→ **EXERCISE GOAL**: Go through the listing below and output exactly the line with "box: [464, 213, 481, 231]", the line with "351L212 341L205 331L171", and each line between; omit the rest.

→ **INPUT RECORDS**:
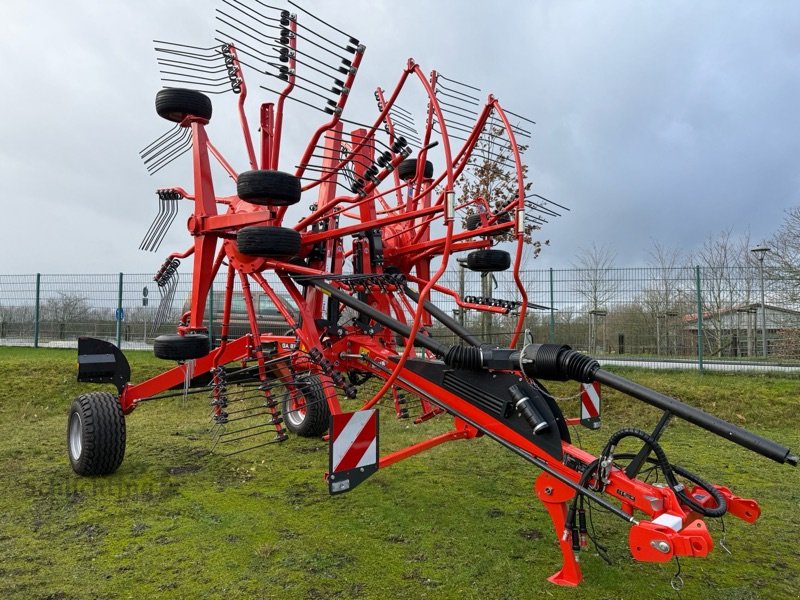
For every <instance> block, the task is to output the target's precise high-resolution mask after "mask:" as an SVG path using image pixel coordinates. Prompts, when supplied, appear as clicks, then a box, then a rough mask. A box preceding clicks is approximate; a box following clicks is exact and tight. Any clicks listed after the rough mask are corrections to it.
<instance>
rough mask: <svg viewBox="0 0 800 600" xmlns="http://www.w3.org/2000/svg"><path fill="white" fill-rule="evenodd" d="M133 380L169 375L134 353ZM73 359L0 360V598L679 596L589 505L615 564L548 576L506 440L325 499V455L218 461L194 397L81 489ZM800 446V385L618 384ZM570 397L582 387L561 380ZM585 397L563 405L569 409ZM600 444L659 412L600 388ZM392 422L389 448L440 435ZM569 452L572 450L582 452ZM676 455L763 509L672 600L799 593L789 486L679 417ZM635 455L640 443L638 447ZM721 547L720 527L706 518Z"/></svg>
mask: <svg viewBox="0 0 800 600" xmlns="http://www.w3.org/2000/svg"><path fill="white" fill-rule="evenodd" d="M129 358H130V360H131V363H132V367H133V372H134V378H135V380H136V381H140V380H142V379H143V378H145V377H147V376H149V375H152V374H155V373H157V372H159V370H161V369H163V367H164V363H163V362H161V361H157V360H156V359H154V358H152V357H151V356H149V355H147V354H140V353H135V352H133V353H130V356H129ZM75 362H76V360H75V353H74V351H58V350H33V349H11V348H0V381H2V383H3V386H4V387H5V388H6V392H5V393H4V394H3V397H2V400H0V471H1V472H2V486H0V598H24V599H28V598H52V599H68V598H137V599H138V598H148V597H166V598H200V597H204V598H223V597H224V598H307V599H314V598H409V599H410V598H540V597H541V598H556V599H558V598H582V599H583V598H586V599H601V598H603V599H606V598H609V599H610V598H622V599H627V598H677V597H678V595H677V594H676V592H675V591H673V590H672V588H671V587H670V581H671V579H672V576H673V574H674V573H675V571H676V566H675V563H674V562H672V563H667V564H665V565H653V564H640V563H635V562H634V561H633V560H632V559H631V558H630V555H629V553H628V550H627V526H626V525H625V524H624V523H622V522H621V521H620V520H619V519H617V518H615V517H613V516H611V515H608V514H606V513H602V512H600V511H595V513H594V515H595V525H596V528H597V533H598V535H599V537H600V539H601V541H602V542H603V543H604V544H606V545H607V546H608V547H609V552H610V554H611V556H612V558H613V562H614V565H613V566H608V565H606V564H605V563H604V562H603V561H602V560H600V558H599V557H598V556H597V555H596V553H595V552H594V550H593V549H592V551H589V552H584V553H582V555H581V563H582V567H583V572H584V577H585V579H584V582H583V583H582V584H581V587H580V588H579V589H578V591H575V590H568V589H563V588H559V587H556V586H553V585H552V584H550V583H547V582H546V581H545V578H546V577H547V576H549V575H551V574H552V573H553V572H554V571H555V570H556V569H557V568H558V567H559V566H560V562H559V561H560V554H559V552H558V549H557V545H556V541H555V533H554V532H553V530H552V526H551V524H550V521H549V518H548V517H547V515H546V513H545V511H544V509H543V508H542V507H541V505H540V504H539V503H538V501H537V500H536V497H535V495H534V493H533V491H532V485H533V481H534V479H535V477H536V475H538V472H537V471H536V469H534V468H533V467H531V466H530V465H529V464H527V463H525V462H524V461H522V460H521V459H519V458H517V457H516V456H514V455H512V454H511V453H509V452H508V451H506V450H504V449H503V448H502V447H500V446H499V445H498V444H496V443H494V442H492V441H490V440H486V439H478V440H473V441H463V442H454V443H451V444H447V445H445V446H441V447H439V448H436V449H434V450H432V451H430V452H427V453H425V454H423V455H420V456H418V457H414V458H412V459H410V460H407V461H403V462H401V463H398V464H397V465H394V466H392V467H390V468H388V469H386V470H383V471H380V472H378V473H377V474H376V475H374V476H373V477H372V478H371V479H370V480H368V481H367V482H365V483H364V484H362V485H361V486H360V487H359V488H357V489H356V490H354V491H352V492H350V493H348V494H345V495H342V496H336V497H330V496H328V494H327V490H326V486H325V483H324V480H323V473H324V471H325V470H326V468H327V458H328V452H327V446H326V444H325V443H324V442H322V441H321V440H309V439H301V438H296V437H292V438H290V440H289V441H287V442H286V443H284V444H280V445H272V446H267V447H265V448H261V449H259V450H254V451H253V452H251V453H245V454H241V455H237V456H234V457H230V458H222V457H219V456H216V455H210V454H209V453H208V448H209V441H208V437H207V434H206V430H207V428H208V426H209V424H208V421H207V413H208V406H207V403H206V401H205V398H204V397H203V396H196V397H194V399H192V398H190V399H189V400H187V401H184V400H183V399H181V398H177V399H172V400H163V401H160V402H153V403H149V404H145V405H143V406H142V407H140V408H139V409H137V410H136V411H134V412H133V413H132V414H131V415H130V416H129V417H128V420H127V432H128V446H127V452H126V458H125V461H124V462H123V464H122V466H121V467H120V469H119V471H118V472H117V473H115V474H114V475H113V476H109V477H105V478H97V479H85V478H79V477H77V476H76V475H74V473H73V472H72V470H71V469H70V467H69V462H68V459H67V456H66V449H65V430H66V413H67V410H68V407H69V404H70V402H71V400H72V398H73V397H74V396H76V395H77V394H79V393H81V392H83V391H91V389H92V388H91V386H85V385H78V384H77V383H76V382H75ZM618 372H620V373H621V374H623V375H625V376H628V377H631V378H633V379H636V380H638V381H640V382H642V383H644V384H645V385H648V386H651V387H654V388H656V389H658V390H660V391H663V392H665V393H668V394H671V395H674V396H676V397H678V398H680V399H682V400H684V401H686V402H688V403H690V404H694V405H697V406H700V407H702V408H704V409H706V410H708V411H710V412H714V413H716V414H718V415H719V416H721V417H723V418H726V419H728V420H731V421H733V422H735V423H737V424H739V425H742V426H744V427H746V428H748V429H751V430H753V431H755V432H757V433H760V434H762V435H765V436H767V437H771V438H773V439H775V440H777V441H779V442H780V443H782V444H784V445H787V446H790V447H792V448H793V449H794V450H795V451H797V450H799V449H800V402H798V398H800V379H788V378H778V377H769V376H761V375H748V376H733V375H722V374H717V375H712V374H706V375H700V374H697V373H680V372H663V373H652V372H644V371H641V372H637V371H618ZM552 388H553V391H555V392H556V393H557V394H560V395H573V394H574V392H576V391H577V384H559V385H557V386H555V385H554V386H552ZM576 407H577V404H576V401H571V402H566V403H565V406H564V410H565V412H569V413H573V412H575V410H576ZM604 408H605V414H604V424H603V428H602V429H601V430H600V431H599V432H589V431H588V430H581V431H580V432H579V433H580V438H581V442H582V443H583V445H584V446H585V447H586V448H587V449H589V450H591V451H597V450H598V449H599V448H600V447H601V446H602V445H603V444H604V443H605V440H606V439H607V438H608V436H609V435H610V434H611V433H612V432H613V431H615V430H616V429H618V428H620V427H622V426H631V425H636V426H639V427H642V428H644V429H648V428H652V426H653V425H654V424H655V422H656V421H657V419H658V416H659V414H658V412H657V411H656V410H655V409H651V408H650V407H647V406H646V405H643V404H641V403H639V402H637V401H634V400H630V399H626V398H623V397H622V396H620V395H619V394H614V393H611V392H607V393H606V394H605V397H604ZM447 425H448V423H447V422H446V420H445V419H439V420H437V421H436V422H434V423H426V424H424V425H422V426H414V425H412V424H410V423H409V422H408V421H398V420H396V419H395V418H394V416H393V414H392V411H390V410H384V411H383V420H382V422H381V451H382V452H383V453H386V452H389V451H391V450H394V449H397V448H399V447H401V446H402V445H404V444H408V443H409V442H411V441H416V440H420V439H423V438H424V437H426V436H430V435H431V434H433V433H436V432H439V431H444V430H445V428H446V427H447ZM574 441H575V440H574ZM664 447H665V450H666V451H667V454H668V455H669V457H670V459H671V460H672V462H676V463H679V464H682V465H683V466H686V467H688V468H690V469H692V470H695V471H696V472H698V474H700V475H701V476H703V477H704V478H706V479H708V480H711V481H713V482H715V483H721V484H725V485H728V486H729V487H731V488H732V489H733V490H734V492H735V493H738V494H739V495H741V496H745V497H752V498H755V499H757V500H758V501H759V502H760V503H761V507H762V511H763V514H762V518H761V520H760V521H759V522H758V523H756V524H755V525H747V524H744V523H742V522H740V521H738V520H736V519H734V518H732V517H728V518H726V519H725V526H726V537H727V545H728V547H729V548H730V549H731V550H732V554H730V555H729V554H727V553H726V552H725V551H724V550H723V549H722V548H720V547H719V545H717V547H716V548H715V550H714V551H713V552H712V554H711V556H710V557H708V558H706V559H683V560H682V561H681V566H682V569H683V572H682V577H683V579H684V581H685V587H684V589H683V591H682V592H681V594H680V597H682V598H687V599H688V598H704V599H707V598H710V599H713V598H720V599H721V598H727V599H739V600H744V599H771V598H796V597H797V596H798V590H800V546H798V537H799V536H800V515H798V505H800V486H799V485H798V484H800V473H798V471H797V470H795V469H793V468H791V467H788V466H782V465H778V464H775V463H772V462H771V461H768V460H767V459H763V458H761V457H759V456H757V455H755V454H753V453H750V452H747V451H745V450H743V449H741V448H739V447H738V446H735V445H732V444H729V443H727V442H725V441H724V440H722V439H720V438H718V437H716V436H713V435H711V434H709V433H706V432H703V431H701V430H699V429H697V428H694V427H691V426H689V425H687V424H685V423H680V422H676V423H674V424H673V425H671V426H670V428H669V431H668V432H667V434H666V437H665V442H664ZM631 449H632V447H631ZM710 528H711V532H712V535H713V536H714V538H715V540H719V539H720V537H721V535H722V531H721V527H720V523H719V521H712V522H711V524H710Z"/></svg>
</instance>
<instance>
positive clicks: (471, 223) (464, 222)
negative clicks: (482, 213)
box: [464, 213, 481, 231]
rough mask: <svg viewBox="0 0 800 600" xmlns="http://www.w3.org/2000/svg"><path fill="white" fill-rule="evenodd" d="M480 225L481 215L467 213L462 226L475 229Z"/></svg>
mask: <svg viewBox="0 0 800 600" xmlns="http://www.w3.org/2000/svg"><path fill="white" fill-rule="evenodd" d="M480 225H481V216H480V215H479V214H477V213H476V214H474V215H467V218H466V219H464V227H466V228H467V231H475V230H476V229H477V228H478V227H480Z"/></svg>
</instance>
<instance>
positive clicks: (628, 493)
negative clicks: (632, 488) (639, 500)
mask: <svg viewBox="0 0 800 600" xmlns="http://www.w3.org/2000/svg"><path fill="white" fill-rule="evenodd" d="M617 494H619V495H620V496H622V497H623V498H627V499H628V500H630V501H631V502H636V496H634V495H633V494H629V493H628V492H623V491H622V490H620V489H617Z"/></svg>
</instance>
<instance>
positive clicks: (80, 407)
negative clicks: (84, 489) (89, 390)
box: [67, 392, 125, 476]
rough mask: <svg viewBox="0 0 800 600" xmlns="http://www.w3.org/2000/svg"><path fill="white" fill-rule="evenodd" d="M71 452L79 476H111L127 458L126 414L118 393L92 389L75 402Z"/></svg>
mask: <svg viewBox="0 0 800 600" xmlns="http://www.w3.org/2000/svg"><path fill="white" fill-rule="evenodd" d="M67 455H68V456H69V462H70V464H71V465H72V470H73V471H75V472H76V473H77V474H78V475H87V476H91V475H109V474H111V473H113V472H114V471H116V470H117V469H118V468H119V466H120V465H121V464H122V459H123V458H125V416H124V415H123V414H122V407H121V406H120V405H119V400H117V397H116V396H114V394H111V393H109V392H91V393H89V394H83V395H81V396H78V397H77V398H75V400H73V401H72V406H70V409H69V418H68V419H67Z"/></svg>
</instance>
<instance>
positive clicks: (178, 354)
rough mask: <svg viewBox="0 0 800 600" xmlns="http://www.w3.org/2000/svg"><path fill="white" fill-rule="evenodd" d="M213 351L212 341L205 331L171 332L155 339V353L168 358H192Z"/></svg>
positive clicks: (153, 349) (187, 358) (153, 343)
mask: <svg viewBox="0 0 800 600" xmlns="http://www.w3.org/2000/svg"><path fill="white" fill-rule="evenodd" d="M209 352H211V343H210V341H209V339H208V336H207V335H205V334H203V333H192V334H189V335H179V334H177V333H169V334H167V335H160V336H158V337H157V338H156V339H155V340H153V354H155V355H156V358H164V359H166V360H190V359H192V358H202V357H203V356H205V355H206V354H208V353H209Z"/></svg>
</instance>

→ **THE ANSWER**:
box: [464, 213, 481, 231]
rough mask: <svg viewBox="0 0 800 600" xmlns="http://www.w3.org/2000/svg"><path fill="white" fill-rule="evenodd" d="M480 225L481 215L467 213L462 226L475 229Z"/></svg>
mask: <svg viewBox="0 0 800 600" xmlns="http://www.w3.org/2000/svg"><path fill="white" fill-rule="evenodd" d="M480 225H481V216H480V215H479V214H477V213H476V214H474V215H467V218H466V219H464V227H466V228H467V231H475V230H476V229H477V228H478V227H480Z"/></svg>
</instance>
<instance>
positive clicks: (628, 493)
negative clicks: (632, 488) (639, 500)
mask: <svg viewBox="0 0 800 600" xmlns="http://www.w3.org/2000/svg"><path fill="white" fill-rule="evenodd" d="M617 494H619V495H620V496H622V497H623V498H627V499H628V500H630V501H631V502H636V496H634V495H633V494H629V493H628V492H623V491H622V490H620V489H617Z"/></svg>
</instance>
<instance>
positive clicks: (80, 407)
negative clicks: (84, 489) (89, 390)
box: [67, 392, 125, 476]
rough mask: <svg viewBox="0 0 800 600" xmlns="http://www.w3.org/2000/svg"><path fill="white" fill-rule="evenodd" d="M71 452L79 476H111L127 458L126 414L118 393L92 389L75 402Z"/></svg>
mask: <svg viewBox="0 0 800 600" xmlns="http://www.w3.org/2000/svg"><path fill="white" fill-rule="evenodd" d="M67 455H68V456H69V462H70V464H71V465H72V470H73V471H75V472H76V473H77V474H78V475H87V476H91V475H109V474H111V473H113V472H114V471H116V470H117V469H118V468H119V466H120V465H121V464H122V459H123V458H125V416H124V415H123V414H122V407H121V406H120V405H119V400H117V397H116V396H114V394H111V393H109V392H91V393H89V394H83V395H81V396H78V397H77V398H75V400H73V401H72V406H70V409H69V418H68V419H67Z"/></svg>
</instance>
<instance>
positive clicks: (178, 354)
rough mask: <svg viewBox="0 0 800 600" xmlns="http://www.w3.org/2000/svg"><path fill="white" fill-rule="evenodd" d="M213 351L212 341L205 331L171 332L155 339V353L168 358H192Z"/></svg>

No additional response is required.